Medea
Corrado Giaquinto (Molfetta 1703 - Naples 1765)
Category
Art / Oil paintings
Date
circa 1750 - 1752
Materials
Oil on canvas
Measurements
1670 x 1213 mm (65 3/4 x 47 3/4 in)
Place of origin
Naples
Order this imageCollection
Hinton Ampner, Hampshire
NT 1530091
Summary
Oil painting on canvas, Medea by Corrado Giaquinto (Molfetta 1703 - Naples 1765), circa 1750/52. Medea seated in a stormy landscape, holding a wand in her right hand, her two dead children at her feet to the right with a dog-headed serpent behind them. Temple in right background. The sorceress-princess of Colchis is shown with the corpses of Jason's two children whom she murdered in revenge for Jason's divorcing her to marry Glauce. Giaquinto was of south Italian origin, but spent most of his career in Rome and Spain, from 1753 - 62. A half-length version of this picture is in the Pinacoteca, Montefortino. Two exquisite sketches by the artist have been acquired by the National Gallery.

● GIVEN TASK 1
Retype the lines of the records starting at the line that contains "Each instance of the <item>schoolboy" and ending after the line that contains "74 314 L 77".
The records that follow are unrelated to the Medea painting entry.

● DATA EXCERPTS
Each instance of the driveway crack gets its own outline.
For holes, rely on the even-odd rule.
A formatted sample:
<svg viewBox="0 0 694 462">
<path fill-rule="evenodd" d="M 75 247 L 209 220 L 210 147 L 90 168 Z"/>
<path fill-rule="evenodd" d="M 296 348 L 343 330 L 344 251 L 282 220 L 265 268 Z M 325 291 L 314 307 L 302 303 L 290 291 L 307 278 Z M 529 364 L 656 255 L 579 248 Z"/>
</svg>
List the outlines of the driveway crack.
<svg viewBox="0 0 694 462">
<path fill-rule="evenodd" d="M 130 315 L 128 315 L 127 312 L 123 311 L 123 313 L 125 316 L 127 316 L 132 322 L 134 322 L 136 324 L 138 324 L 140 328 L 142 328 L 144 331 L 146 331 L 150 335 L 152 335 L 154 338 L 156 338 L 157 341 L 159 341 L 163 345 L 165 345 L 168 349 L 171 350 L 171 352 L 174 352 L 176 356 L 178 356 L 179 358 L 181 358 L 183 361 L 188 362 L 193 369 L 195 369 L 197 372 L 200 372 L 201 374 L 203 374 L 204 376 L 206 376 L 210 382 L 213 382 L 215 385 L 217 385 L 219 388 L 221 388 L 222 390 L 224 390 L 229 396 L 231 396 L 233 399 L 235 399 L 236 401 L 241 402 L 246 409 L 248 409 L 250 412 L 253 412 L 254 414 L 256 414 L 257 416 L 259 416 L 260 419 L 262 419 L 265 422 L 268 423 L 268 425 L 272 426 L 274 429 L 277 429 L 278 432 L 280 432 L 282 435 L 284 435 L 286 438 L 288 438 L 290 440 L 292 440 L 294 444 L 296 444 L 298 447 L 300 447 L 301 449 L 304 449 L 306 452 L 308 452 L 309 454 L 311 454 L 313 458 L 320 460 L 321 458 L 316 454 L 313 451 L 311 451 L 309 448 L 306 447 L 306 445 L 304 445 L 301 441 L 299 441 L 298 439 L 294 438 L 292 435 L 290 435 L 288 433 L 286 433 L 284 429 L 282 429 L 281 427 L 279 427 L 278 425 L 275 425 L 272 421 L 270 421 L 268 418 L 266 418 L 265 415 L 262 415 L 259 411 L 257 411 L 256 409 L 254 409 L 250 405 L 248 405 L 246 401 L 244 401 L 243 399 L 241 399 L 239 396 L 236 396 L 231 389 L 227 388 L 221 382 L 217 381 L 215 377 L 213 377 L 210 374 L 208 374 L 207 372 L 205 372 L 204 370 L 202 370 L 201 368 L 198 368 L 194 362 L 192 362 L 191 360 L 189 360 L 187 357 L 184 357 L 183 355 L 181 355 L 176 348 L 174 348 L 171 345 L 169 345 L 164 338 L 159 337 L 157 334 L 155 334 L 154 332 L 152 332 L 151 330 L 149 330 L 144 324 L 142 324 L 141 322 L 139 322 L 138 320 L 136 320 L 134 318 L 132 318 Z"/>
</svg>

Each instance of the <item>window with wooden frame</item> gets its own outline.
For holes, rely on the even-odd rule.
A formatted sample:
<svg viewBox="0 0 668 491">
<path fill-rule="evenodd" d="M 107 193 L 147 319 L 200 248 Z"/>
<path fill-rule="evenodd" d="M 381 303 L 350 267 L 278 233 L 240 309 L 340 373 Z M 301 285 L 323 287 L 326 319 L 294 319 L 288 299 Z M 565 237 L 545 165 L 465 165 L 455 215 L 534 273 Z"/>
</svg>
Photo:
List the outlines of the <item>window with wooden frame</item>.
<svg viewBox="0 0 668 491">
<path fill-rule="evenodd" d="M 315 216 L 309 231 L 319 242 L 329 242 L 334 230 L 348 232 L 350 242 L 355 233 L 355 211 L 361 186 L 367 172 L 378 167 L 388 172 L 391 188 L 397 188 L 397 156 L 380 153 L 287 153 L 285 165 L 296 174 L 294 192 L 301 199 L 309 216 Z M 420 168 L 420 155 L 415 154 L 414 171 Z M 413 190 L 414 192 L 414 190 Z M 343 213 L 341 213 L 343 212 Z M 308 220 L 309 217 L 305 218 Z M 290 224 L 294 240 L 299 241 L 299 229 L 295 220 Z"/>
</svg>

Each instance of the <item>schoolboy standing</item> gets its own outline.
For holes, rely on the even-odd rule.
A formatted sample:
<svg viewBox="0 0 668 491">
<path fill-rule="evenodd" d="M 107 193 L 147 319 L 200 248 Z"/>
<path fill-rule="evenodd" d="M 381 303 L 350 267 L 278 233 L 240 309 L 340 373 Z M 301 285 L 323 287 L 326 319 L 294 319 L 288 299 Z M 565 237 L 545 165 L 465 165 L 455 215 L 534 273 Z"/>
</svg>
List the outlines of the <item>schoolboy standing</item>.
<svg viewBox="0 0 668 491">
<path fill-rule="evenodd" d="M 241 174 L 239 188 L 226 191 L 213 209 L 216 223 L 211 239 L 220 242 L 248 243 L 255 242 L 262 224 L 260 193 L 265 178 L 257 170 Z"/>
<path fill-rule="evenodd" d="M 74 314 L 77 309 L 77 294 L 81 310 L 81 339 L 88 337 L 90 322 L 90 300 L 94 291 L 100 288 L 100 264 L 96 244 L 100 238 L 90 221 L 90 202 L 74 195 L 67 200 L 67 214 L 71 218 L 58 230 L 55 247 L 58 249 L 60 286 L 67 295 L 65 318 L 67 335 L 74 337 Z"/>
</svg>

● GIVEN TASK 2
Rewrite the Medea painting entry from the words "Place of origin" through the words "the National Gallery.", replacing "wand" with "staff".

● SOLUTION 1
Each instance of the <item>schoolboy standing</item> gets its own outline.
For holes, rely on the even-odd rule.
A formatted sample:
<svg viewBox="0 0 668 491">
<path fill-rule="evenodd" d="M 107 193 L 147 319 L 200 248 Z"/>
<path fill-rule="evenodd" d="M 381 303 L 350 267 L 278 233 L 240 309 L 340 373 Z M 301 285 L 323 287 L 326 319 L 294 319 L 288 299 Z M 565 237 L 545 165 L 465 165 L 455 215 L 534 273 Z"/>
</svg>
List the outlines of the <item>schoolboy standing</item>.
<svg viewBox="0 0 668 491">
<path fill-rule="evenodd" d="M 241 174 L 239 188 L 226 191 L 213 209 L 216 223 L 211 239 L 220 242 L 248 243 L 255 242 L 262 224 L 260 193 L 265 178 L 257 170 Z"/>
<path fill-rule="evenodd" d="M 74 314 L 77 309 L 77 294 L 81 310 L 81 339 L 88 337 L 90 322 L 90 300 L 94 291 L 100 288 L 100 264 L 96 244 L 100 238 L 90 221 L 90 202 L 74 195 L 67 200 L 67 214 L 71 218 L 58 230 L 55 247 L 58 249 L 60 286 L 67 295 L 65 318 L 67 335 L 74 337 Z"/>

● SOLUTION 2
Place of origin
Naples
Order this imageCollection
Hinton Ampner, Hampshire
NT 1530091
Summary
Oil painting on canvas, Medea by Corrado Giaquinto (Molfetta 1703 - Naples 1765), circa 1750/52. Medea seated in a stormy landscape, holding a staff in her right hand, her two dead children at her feet to the right with a dog-headed serpent behind them. Temple in right background. The sorceress-princess of Colchis is shown with the corpses of Jason's two children whom she murdered in revenge for Jason's divorcing her to marry Glauce. Giaquinto was of south Italian origin, but spent most of his career in Rome and Spain, from 1753 - 62. A half-length version of this picture is in the Pinacoteca, Montefortino. Two exquisite sketches by the artist have been acquired by the National Gallery.